Selected excerpt:

* * * * *

# Keep plastic wrapper on cigar or take off?



## mlbar1153 (Mar 4, 2009)

Know this has been talked about, but forgot. How does everyone store their stoggies? Do you take plastic off or leave on.


----------



## Shriner4cigars (May 25, 2009)

I leave them on most of the time.


----------



## 2Curious (May 30, 2009)

If my little friends are only "passing through" then I leave them on.
If they are there to stay, and won't be traveling for a bit, then I take them off.


----------



## tzaddi (Feb 24, 2007)

Here's is my favorite bit of information that comes to mind whenever this question arises.

Cellophane was invented in 1908 by Jacques E. Brandenberger, a Swiss textiles engineer. It is a thin, transparent sheet made of processed cellulose.

Cellulose is a polysaccharide. It forms the primary structural component of green plants.

Mostly cellulose fibers from wood, cotton or hemp are used for making "cellophane".

However, the use of the word "cellophane" has been genericized, and is often used informally to refer to a wide variety of plastic film products, even though not made of cellulose.

For me it is a very good thing that most of the cigars that I buy are protected by an essentially plant based wrapping as opposed to some polymer or monomer that could potentially be broken down by the oils of the cigar causing some molecular migration of said plastics into my cigars.

I suspect that the use of the word "cellophane" when it comes to cigars is in the strict sense of the word (plant based in origin) and hopefully not being used in the generic vernacular...On it stays, but I do carefully remove it for photos, then carefully place them back on before I bed them down.

-Richard

PS If you look near the bottom of this page(above Quick Reply), to the left side under the word "*Tags*" you will see the word "cello", click on that and find many more opinions on the subject of "cello" and a cigars various stages of undress.


----------



## Jack Straw (Nov 20, 2008)

I prefer to take them off when I can.


----------



## Cypress (Jun 27, 2007)

Here is the catch. If you do not plan to move them around and your humi is organized and big enough then take off. Otherwise leave them on that way they do not get damaged from trying to look for that certain stick.


----------



## dubels (Jun 21, 2009)

How well does the wrapper vent?


----------



## Spit&Chew (May 26, 2009)

* * * * *

Given records:
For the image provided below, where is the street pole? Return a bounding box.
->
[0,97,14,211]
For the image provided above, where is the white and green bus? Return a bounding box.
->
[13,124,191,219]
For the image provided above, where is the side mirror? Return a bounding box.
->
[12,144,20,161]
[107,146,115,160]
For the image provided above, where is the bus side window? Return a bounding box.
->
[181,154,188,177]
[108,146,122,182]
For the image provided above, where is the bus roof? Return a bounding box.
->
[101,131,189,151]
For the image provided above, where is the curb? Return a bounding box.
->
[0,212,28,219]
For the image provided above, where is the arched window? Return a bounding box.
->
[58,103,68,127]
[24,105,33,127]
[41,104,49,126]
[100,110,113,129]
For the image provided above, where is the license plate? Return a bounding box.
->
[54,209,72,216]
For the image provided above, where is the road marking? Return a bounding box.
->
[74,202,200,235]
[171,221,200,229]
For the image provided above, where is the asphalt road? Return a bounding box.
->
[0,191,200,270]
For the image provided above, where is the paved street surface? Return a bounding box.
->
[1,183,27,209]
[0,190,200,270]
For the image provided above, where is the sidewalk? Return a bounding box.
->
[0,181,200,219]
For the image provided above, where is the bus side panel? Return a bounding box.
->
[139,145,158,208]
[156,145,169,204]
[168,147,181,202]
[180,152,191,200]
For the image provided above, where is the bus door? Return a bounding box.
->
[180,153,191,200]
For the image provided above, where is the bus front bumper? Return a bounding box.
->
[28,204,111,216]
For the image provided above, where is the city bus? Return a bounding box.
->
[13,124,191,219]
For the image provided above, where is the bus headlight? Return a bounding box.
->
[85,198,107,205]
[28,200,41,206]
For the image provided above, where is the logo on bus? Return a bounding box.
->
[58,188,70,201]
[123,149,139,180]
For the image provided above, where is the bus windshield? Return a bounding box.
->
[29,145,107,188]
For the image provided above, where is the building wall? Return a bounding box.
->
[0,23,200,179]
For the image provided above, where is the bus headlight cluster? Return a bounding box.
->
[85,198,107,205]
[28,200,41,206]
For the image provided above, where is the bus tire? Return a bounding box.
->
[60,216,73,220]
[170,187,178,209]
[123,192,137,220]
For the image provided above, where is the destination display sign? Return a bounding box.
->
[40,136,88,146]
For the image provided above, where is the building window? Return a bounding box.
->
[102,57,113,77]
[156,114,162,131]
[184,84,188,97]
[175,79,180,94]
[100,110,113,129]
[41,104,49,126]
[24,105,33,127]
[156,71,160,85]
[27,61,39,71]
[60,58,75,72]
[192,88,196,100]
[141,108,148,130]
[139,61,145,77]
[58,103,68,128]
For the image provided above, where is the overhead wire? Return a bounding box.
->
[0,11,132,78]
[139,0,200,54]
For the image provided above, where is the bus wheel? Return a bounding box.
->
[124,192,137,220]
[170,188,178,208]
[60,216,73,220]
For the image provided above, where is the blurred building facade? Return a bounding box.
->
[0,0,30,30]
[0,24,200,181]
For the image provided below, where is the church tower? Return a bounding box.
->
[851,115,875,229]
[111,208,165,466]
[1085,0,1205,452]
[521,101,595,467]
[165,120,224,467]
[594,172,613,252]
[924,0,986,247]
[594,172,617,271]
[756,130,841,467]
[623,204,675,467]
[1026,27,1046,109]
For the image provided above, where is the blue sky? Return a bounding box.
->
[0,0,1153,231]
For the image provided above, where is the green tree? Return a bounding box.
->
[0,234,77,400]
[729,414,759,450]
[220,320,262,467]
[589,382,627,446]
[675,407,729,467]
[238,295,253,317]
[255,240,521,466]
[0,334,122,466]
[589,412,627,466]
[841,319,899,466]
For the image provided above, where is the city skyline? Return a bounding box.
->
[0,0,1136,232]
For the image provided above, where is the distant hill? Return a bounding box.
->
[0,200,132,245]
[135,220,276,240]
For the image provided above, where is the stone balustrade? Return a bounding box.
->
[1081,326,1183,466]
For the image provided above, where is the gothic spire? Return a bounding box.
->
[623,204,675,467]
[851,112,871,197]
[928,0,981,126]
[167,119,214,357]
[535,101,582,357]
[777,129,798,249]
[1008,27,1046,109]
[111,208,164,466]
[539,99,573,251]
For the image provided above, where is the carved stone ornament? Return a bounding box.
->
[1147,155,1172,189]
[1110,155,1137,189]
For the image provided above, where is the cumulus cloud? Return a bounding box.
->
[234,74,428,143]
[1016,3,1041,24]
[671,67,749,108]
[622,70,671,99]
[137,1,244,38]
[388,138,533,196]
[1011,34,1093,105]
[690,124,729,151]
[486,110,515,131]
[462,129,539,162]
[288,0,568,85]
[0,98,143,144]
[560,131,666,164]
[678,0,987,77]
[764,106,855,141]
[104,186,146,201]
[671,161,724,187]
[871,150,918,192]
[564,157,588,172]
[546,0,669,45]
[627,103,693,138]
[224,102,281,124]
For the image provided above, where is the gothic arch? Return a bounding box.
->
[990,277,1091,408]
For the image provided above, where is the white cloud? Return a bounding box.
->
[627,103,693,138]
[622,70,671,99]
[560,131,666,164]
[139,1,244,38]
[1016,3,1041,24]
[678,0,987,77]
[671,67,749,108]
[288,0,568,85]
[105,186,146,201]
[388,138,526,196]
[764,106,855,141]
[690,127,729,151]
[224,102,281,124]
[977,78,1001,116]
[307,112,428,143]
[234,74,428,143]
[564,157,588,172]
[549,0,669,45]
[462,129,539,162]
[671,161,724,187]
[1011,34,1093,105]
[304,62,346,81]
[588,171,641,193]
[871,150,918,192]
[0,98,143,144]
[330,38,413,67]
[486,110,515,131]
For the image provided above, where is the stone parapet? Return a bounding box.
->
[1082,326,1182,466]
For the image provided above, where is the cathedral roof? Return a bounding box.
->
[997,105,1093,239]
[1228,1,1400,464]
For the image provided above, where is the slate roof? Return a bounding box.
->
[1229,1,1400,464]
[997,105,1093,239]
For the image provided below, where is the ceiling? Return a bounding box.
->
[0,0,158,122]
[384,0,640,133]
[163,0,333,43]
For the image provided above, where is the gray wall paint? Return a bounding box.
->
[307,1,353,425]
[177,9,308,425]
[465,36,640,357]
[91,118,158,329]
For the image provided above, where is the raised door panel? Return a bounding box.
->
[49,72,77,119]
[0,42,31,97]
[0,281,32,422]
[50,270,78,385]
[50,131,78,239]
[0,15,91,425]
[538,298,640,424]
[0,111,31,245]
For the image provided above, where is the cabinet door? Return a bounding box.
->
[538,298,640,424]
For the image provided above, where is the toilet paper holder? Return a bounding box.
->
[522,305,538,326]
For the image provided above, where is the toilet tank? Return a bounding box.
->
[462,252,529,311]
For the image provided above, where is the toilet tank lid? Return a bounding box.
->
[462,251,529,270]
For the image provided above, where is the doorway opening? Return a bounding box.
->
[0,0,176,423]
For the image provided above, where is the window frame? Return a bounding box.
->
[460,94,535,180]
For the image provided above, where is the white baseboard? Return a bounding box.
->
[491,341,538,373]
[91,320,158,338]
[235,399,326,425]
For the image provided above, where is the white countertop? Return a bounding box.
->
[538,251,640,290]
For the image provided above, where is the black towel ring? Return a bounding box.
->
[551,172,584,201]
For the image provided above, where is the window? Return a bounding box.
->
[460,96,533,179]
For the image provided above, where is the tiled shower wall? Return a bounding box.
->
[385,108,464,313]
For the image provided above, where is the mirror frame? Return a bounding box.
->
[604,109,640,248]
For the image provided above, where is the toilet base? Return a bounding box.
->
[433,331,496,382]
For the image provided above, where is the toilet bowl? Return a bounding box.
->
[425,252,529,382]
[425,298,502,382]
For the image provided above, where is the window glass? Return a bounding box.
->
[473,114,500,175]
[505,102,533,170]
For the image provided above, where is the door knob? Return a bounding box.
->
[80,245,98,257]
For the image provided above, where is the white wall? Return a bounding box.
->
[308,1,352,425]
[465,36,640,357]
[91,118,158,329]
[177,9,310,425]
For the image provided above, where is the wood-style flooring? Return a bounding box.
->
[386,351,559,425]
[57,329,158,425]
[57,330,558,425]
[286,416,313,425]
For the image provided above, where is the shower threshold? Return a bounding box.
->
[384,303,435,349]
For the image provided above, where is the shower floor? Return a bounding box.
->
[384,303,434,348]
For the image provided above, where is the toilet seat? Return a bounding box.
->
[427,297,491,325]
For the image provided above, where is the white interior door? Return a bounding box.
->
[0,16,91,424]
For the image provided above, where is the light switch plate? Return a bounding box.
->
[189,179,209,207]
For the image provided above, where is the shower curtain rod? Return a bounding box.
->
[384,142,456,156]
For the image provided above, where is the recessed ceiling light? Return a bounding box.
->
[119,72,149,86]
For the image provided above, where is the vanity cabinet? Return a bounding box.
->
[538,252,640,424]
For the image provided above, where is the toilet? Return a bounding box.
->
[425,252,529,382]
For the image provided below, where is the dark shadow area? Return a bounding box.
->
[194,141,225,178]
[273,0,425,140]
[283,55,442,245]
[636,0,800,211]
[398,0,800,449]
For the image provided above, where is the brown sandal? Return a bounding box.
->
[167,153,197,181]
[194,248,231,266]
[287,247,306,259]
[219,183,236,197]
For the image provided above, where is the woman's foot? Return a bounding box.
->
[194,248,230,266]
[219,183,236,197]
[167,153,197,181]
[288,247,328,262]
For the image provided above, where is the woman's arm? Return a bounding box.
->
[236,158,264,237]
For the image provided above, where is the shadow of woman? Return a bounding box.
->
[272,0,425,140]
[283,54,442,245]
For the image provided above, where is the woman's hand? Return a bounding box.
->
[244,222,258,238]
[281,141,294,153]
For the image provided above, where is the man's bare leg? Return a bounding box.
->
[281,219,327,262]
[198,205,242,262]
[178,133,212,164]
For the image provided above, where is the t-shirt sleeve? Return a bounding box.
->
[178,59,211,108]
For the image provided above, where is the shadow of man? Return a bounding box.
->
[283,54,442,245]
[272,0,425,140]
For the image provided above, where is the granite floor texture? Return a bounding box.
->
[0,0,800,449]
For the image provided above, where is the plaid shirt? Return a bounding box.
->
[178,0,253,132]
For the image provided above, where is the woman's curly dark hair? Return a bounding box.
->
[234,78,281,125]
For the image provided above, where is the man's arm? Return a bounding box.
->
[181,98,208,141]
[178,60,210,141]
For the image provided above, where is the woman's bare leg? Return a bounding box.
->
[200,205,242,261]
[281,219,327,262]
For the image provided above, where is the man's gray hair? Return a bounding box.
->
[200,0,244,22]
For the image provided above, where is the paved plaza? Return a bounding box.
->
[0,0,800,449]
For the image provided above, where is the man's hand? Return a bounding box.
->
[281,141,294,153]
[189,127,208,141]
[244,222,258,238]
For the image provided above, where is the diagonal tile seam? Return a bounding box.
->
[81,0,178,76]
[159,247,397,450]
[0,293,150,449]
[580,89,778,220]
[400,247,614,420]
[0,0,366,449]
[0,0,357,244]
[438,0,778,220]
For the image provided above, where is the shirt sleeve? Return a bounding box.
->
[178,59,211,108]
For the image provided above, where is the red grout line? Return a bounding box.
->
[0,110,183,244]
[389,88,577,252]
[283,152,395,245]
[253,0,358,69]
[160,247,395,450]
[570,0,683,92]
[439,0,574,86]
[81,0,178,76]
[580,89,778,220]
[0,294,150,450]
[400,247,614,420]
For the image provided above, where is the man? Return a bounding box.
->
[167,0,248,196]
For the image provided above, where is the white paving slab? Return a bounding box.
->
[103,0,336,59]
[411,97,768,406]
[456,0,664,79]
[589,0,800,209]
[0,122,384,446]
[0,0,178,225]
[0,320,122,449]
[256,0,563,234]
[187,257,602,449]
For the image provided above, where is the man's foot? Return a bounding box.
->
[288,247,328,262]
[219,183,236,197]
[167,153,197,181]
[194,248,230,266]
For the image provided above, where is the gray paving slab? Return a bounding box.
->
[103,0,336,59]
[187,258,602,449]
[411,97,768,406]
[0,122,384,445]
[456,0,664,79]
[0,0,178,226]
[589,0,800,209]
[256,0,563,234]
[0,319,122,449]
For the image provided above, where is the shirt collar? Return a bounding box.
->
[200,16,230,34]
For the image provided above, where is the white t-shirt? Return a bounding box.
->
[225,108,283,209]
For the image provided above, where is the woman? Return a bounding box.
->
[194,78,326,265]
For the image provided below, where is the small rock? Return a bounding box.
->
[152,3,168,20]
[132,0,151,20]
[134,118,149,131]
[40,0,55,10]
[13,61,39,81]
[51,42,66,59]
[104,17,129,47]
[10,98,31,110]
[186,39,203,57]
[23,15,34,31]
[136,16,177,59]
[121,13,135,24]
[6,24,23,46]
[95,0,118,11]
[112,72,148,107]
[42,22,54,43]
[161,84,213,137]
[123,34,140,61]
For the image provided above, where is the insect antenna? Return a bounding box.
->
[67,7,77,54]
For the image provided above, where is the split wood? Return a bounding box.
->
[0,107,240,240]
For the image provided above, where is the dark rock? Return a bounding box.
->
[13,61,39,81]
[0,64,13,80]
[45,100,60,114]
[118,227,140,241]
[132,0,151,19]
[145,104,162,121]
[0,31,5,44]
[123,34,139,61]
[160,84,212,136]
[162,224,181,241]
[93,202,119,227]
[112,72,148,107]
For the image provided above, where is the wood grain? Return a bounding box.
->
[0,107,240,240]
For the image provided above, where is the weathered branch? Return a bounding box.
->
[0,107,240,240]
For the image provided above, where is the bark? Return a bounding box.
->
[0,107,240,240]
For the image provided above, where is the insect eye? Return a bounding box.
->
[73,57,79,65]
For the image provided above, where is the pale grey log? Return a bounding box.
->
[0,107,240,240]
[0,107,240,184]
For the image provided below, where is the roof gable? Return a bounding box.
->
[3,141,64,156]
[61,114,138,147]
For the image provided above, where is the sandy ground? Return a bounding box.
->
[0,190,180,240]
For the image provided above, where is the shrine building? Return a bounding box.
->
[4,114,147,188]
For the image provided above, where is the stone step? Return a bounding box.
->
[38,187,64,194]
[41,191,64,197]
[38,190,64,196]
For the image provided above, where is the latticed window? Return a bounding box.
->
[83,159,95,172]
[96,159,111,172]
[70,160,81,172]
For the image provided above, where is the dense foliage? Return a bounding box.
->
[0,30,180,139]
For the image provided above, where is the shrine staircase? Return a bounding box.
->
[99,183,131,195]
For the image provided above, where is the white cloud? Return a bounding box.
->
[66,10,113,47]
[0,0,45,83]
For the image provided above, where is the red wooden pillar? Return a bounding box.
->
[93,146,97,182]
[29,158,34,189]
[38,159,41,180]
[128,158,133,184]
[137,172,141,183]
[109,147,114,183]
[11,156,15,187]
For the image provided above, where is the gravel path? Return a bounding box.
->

* * * * *

Given exercise 1: Write out word for word the part of the cigar wrapper thread that begins at the words "If my little" and stops after the words "take them off.".
Given exercise 2: Pull from the listing, unchanged, the lines that begin at the line containing "For the image provided above, where is the man's bare" and stop after the line containing "[234,78,281,125]", including both of those lines.
The cigar wrapper thread and the listing come from unrelated sources.

Exercise answer 1:
If my little friends are only "passing through" then I leave them on.
If they are there to stay, and won't be traveling for a bit, then I take them off.

Exercise answer 2:
For the image provided above, where is the man's bare leg? Return a bounding box.
->
[281,219,327,262]
[198,205,242,262]
[178,133,212,164]
For the image provided above, where is the t-shirt sleeve? Return a bounding box.
->
[178,59,211,108]
For the image provided above, where is the shadow of man? Return a bounding box.
->
[283,54,442,245]
[272,0,425,140]
For the image provided above, where is the granite floor texture? Return a bounding box.
->
[0,0,800,449]
For the image provided above, where is the plaid shirt? Return a bounding box.
->
[178,0,253,132]
For the image provided above, where is the woman's curly dark hair? Return a bounding box.
->
[234,78,281,125]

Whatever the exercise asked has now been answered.